**Excerpted passage**
● ● ●
The amount of blowing agent incorporated into the polymer melt material to make a foam-forming gel is varied as required to achieve a predetermined density.
The foams of the present invention optionally further comprise an infrared absorber (transmission blocker) such as carbon black, graphite, or titanium dioxide, to enhance thermal insulating capability. When utilized, the infrared absorber may comprise between 1.0 and 25 weight percent and preferably between 2.0 and 10.0 weight percent, based upon the weight of the polymer blend in the foam. The carbon black may be of any type known in the art such as furnace black, thermal black, acetylene black, and channel black.
It is preferred that the foams of the present invention exhibit dimensional stability. A stability control agent may be especially desirable in producing thick (that is, greater than 4 mm) sheet and plank products (thicker than 12 mm) of substantially closed-cell structure from the foregoing foams. In contrast, an additional stability control agent is probably not necessary or desirable when forming substantially open-celled foams.
Dimensional stability is measured by taking the foam volume during aging as a percentage of the initial volume of the foam, measured within 30 seconds after foam expansion. Using this definition, a foam which recovers 80 percent or more of the initial volume within a month is tolerable, whereas a foam which recovers 85 percent or more is preferred, and a foam which recovers 90 percent or more is especially preferred. Volume is measured by a suitable method such as cubic displacement of water.
● ● ●
**Dataset extract**
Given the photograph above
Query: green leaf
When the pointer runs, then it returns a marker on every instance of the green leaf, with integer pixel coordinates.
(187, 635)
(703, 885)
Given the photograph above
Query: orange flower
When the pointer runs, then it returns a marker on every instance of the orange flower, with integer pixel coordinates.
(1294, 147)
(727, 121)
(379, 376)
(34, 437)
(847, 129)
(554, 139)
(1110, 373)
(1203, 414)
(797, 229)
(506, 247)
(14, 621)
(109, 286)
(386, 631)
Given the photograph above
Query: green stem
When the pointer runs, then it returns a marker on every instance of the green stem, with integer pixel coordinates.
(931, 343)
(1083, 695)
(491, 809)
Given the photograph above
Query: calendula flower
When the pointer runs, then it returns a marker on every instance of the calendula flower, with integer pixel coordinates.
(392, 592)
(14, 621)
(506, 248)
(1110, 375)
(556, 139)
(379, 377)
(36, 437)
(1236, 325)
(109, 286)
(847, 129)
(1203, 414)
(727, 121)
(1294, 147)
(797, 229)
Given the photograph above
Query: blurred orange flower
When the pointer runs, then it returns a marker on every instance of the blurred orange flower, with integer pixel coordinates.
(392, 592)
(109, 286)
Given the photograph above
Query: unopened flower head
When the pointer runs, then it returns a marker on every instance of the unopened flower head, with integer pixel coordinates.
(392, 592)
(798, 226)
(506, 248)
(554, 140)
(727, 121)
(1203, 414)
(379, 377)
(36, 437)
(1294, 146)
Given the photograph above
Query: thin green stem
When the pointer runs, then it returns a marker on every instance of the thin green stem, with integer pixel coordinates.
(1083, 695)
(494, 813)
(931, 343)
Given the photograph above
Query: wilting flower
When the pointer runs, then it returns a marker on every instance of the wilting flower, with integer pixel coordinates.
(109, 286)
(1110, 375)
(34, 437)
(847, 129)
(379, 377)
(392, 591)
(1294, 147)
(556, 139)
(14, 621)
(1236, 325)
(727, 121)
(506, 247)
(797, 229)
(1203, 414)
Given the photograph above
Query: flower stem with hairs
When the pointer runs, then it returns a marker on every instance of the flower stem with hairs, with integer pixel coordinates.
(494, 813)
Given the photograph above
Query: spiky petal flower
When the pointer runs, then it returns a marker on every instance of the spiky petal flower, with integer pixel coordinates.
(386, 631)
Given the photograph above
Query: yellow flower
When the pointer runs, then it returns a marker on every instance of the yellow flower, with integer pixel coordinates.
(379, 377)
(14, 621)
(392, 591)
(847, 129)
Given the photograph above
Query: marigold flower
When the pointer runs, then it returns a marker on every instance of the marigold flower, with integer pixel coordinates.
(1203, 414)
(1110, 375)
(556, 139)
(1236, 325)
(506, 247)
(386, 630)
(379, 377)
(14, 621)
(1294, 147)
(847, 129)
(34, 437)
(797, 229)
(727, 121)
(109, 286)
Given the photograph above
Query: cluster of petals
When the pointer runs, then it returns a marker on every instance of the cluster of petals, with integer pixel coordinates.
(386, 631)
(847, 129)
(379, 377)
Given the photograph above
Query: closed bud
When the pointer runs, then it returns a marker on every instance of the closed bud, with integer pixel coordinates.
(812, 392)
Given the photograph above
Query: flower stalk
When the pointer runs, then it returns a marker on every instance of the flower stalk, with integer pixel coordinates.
● ● ●
**Task details**
Rewrite the foam passage from "The amount of" to "a predetermined density.", changing "blowing agent" to "expansion agent".

**Response to this exercise**
The amount of expansion agent incorporated into the polymer melt material to make a foam-forming gel is varied as required to achieve a predetermined density.